(DATASET CONTENT)

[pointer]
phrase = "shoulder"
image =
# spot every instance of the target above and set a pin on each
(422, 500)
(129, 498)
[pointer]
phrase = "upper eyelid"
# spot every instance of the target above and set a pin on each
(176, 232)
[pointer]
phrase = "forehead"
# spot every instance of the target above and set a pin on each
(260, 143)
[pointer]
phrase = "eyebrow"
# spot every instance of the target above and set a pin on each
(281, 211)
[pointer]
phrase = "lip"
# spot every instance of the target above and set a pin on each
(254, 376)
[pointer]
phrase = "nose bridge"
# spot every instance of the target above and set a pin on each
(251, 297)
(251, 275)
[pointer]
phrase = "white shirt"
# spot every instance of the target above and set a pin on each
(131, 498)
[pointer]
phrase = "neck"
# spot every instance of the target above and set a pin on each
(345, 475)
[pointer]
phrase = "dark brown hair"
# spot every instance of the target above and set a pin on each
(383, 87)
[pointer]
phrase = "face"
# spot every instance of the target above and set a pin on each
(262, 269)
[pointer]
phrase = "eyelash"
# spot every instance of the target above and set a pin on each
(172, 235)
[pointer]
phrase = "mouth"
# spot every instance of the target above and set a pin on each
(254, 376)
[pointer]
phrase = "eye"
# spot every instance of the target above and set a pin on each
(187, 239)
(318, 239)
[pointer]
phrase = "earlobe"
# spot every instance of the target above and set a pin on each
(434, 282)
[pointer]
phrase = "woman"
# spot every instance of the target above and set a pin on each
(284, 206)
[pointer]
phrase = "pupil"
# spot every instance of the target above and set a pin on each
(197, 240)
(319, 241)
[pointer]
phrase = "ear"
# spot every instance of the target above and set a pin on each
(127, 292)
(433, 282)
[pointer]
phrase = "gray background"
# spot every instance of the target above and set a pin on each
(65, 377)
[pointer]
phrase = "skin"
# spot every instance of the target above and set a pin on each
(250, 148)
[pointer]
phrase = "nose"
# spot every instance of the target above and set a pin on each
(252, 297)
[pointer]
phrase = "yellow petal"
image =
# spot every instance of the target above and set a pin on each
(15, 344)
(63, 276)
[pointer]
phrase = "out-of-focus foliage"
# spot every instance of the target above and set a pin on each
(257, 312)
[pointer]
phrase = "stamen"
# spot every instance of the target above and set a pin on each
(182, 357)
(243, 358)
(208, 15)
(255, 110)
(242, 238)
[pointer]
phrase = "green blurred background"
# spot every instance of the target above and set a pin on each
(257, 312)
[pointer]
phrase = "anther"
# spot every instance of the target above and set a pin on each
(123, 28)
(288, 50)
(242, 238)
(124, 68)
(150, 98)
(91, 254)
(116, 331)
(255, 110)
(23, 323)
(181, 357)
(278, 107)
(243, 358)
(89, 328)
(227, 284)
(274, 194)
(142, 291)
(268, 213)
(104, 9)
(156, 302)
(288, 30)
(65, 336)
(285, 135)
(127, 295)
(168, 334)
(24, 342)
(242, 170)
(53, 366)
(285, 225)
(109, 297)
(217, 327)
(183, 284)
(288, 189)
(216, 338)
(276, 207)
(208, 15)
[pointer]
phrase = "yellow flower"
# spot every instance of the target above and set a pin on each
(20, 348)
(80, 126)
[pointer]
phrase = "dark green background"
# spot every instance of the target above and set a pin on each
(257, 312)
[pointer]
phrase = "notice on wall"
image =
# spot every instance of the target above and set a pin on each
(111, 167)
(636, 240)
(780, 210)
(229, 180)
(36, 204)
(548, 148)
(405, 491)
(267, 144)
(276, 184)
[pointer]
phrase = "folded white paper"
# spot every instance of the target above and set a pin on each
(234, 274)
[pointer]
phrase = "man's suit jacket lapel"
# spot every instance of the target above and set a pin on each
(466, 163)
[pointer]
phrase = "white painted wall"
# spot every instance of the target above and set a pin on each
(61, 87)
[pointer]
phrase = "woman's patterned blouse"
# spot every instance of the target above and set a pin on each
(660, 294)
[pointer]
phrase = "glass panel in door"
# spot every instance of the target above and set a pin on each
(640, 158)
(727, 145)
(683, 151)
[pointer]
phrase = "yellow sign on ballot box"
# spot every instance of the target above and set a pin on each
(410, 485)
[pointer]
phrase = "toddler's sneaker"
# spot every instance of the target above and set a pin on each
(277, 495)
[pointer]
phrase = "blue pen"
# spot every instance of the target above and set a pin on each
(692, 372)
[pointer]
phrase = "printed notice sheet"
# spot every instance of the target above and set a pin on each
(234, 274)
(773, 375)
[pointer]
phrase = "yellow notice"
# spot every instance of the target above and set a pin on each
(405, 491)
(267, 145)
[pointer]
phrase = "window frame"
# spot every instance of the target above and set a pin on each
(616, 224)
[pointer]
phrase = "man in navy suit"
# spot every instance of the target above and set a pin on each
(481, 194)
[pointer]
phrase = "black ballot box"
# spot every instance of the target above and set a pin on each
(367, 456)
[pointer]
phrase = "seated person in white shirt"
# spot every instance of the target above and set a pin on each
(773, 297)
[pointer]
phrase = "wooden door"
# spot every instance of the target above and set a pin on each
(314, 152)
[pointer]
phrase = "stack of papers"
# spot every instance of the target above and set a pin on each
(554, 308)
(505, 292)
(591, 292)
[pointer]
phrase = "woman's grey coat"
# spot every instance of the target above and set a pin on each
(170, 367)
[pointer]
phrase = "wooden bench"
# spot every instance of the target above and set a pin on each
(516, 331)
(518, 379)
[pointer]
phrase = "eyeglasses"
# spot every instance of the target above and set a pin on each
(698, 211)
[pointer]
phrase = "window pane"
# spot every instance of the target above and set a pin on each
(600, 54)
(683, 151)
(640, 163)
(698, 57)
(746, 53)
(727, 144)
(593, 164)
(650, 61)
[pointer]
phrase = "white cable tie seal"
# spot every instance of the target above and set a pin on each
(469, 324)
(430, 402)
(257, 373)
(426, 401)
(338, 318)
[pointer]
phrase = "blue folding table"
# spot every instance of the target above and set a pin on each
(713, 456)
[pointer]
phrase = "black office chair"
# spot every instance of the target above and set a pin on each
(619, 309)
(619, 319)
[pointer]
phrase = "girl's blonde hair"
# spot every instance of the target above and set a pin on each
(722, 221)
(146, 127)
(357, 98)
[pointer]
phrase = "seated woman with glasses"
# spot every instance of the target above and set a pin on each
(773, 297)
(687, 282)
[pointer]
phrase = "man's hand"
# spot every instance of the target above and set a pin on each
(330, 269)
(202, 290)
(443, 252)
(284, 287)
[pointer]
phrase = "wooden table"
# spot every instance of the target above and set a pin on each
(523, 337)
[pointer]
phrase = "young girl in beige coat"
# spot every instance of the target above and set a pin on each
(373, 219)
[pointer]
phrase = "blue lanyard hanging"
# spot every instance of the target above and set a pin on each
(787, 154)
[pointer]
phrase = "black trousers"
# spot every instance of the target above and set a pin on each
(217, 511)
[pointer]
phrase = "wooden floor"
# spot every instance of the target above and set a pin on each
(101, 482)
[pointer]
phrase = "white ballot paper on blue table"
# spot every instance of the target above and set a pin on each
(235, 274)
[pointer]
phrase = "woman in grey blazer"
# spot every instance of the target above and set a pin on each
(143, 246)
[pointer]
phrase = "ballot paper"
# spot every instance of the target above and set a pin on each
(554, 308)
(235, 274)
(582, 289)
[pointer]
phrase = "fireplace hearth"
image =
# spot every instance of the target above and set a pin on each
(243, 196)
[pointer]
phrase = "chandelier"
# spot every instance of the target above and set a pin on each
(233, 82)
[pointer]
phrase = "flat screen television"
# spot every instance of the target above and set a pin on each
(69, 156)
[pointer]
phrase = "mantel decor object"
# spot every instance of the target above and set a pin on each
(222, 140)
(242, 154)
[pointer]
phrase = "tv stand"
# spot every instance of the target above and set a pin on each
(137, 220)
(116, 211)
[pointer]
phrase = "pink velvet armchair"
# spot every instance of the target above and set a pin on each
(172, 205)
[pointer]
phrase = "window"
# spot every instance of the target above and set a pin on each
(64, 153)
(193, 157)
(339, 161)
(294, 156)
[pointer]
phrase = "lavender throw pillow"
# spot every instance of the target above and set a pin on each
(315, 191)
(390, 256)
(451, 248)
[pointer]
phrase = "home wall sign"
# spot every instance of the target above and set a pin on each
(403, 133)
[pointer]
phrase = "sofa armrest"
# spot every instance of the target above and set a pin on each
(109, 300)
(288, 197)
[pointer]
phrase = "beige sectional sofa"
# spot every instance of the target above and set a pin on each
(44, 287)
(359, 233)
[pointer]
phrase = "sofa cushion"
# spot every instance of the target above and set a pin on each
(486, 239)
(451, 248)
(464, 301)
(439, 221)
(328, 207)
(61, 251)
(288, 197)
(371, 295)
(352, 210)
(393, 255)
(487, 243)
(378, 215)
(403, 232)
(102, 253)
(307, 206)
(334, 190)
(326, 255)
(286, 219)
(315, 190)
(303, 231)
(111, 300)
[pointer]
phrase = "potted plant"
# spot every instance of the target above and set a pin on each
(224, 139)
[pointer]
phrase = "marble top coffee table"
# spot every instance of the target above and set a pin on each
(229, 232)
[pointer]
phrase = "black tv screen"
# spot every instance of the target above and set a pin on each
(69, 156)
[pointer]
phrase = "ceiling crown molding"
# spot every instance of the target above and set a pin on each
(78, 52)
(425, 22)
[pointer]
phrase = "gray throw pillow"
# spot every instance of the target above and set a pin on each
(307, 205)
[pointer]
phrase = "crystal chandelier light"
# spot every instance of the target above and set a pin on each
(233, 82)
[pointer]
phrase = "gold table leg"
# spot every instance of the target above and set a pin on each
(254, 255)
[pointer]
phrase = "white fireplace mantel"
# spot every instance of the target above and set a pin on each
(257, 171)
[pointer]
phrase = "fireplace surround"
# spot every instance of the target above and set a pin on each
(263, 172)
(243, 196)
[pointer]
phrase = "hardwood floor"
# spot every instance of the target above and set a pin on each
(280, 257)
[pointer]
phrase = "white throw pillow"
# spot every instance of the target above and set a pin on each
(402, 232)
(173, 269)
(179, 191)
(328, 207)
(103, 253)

(End DATASET CONTENT)

Out of the records above, pick each line that contains the string "window".

phrase = "window frame"
phrase = "window pane"
phrase = "window"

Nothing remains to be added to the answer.